[Opening Given data section]

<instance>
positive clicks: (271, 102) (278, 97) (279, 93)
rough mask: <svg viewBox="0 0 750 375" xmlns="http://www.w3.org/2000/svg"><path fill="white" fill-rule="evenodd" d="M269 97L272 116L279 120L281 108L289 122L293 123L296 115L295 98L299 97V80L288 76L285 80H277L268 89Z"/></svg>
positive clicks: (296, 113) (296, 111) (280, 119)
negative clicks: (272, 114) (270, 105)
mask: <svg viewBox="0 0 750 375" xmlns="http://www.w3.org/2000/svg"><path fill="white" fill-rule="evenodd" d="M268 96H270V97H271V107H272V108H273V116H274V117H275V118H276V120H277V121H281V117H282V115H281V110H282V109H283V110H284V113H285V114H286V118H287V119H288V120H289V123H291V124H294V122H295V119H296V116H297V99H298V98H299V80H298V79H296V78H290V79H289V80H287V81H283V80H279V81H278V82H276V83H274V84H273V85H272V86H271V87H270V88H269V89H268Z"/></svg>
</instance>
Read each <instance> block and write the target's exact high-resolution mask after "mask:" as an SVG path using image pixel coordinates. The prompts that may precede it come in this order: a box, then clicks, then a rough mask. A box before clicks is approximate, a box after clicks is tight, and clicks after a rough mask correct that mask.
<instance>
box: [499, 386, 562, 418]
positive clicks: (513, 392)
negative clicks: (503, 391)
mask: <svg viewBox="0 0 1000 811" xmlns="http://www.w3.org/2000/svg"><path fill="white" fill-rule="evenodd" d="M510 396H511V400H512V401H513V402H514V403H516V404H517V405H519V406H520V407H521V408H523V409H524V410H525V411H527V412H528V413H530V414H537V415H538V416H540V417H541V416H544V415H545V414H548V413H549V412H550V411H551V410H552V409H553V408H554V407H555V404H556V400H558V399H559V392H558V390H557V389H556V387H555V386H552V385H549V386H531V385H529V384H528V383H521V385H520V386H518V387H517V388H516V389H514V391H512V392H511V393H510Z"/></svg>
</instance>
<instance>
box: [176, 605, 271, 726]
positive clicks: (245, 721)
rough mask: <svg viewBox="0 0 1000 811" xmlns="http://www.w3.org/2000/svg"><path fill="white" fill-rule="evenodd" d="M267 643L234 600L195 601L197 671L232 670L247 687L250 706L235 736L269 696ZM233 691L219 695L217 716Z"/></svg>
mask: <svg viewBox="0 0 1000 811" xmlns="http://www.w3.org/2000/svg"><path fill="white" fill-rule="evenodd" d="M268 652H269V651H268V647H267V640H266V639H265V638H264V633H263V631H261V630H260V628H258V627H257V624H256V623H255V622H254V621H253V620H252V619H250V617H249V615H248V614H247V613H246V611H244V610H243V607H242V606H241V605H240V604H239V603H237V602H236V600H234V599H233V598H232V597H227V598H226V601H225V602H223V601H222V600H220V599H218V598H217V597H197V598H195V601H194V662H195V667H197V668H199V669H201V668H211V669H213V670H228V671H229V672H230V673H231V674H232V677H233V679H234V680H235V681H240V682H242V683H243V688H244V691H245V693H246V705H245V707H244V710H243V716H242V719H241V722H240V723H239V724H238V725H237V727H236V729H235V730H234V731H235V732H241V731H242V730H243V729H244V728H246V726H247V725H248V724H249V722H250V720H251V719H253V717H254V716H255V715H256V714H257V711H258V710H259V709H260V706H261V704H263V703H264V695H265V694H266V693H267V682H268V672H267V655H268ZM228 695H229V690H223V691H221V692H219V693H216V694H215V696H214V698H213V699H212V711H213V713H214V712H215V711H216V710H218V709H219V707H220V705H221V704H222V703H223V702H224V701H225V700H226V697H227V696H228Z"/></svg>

[Closing Given data section]

• About this exercise:
Each line from the start of the listing through the line with "positive clicks: (513, 392)" is to be restated verbatim, both ends included.

• Output of the task:
<instance>
positive clicks: (271, 102) (278, 97) (279, 93)
rough mask: <svg viewBox="0 0 750 375" xmlns="http://www.w3.org/2000/svg"><path fill="white" fill-rule="evenodd" d="M269 97L272 116L279 120L281 108L289 122L293 123L296 115L295 98L299 97V80L288 76L285 80H277L268 89Z"/></svg>
positive clicks: (296, 113) (296, 111) (280, 119)
negative clicks: (272, 114) (270, 105)
mask: <svg viewBox="0 0 750 375" xmlns="http://www.w3.org/2000/svg"><path fill="white" fill-rule="evenodd" d="M268 96H270V97H271V107H272V108H273V116H274V117H275V118H276V120H277V121H281V117H282V115H281V110H282V109H283V110H284V113H285V114H286V118H287V119H288V120H289V123H291V124H294V122H295V119H296V116H297V99H298V98H299V80H298V79H296V78H290V79H289V80H287V81H283V80H279V81H278V82H276V83H274V84H273V85H272V86H271V87H270V88H269V89H268Z"/></svg>
</instance>
Read each <instance> block and write the target's exact high-resolution mask after "mask:" as an SVG path using image pixel coordinates. The prompts that may precede it come in this order: a box, then clicks, then a rough mask. A box before clicks is approximate, a box after clicks is tight, and clicks after a rough mask correct that mask.
<instance>
box: [499, 386, 562, 418]
positive clicks: (513, 392)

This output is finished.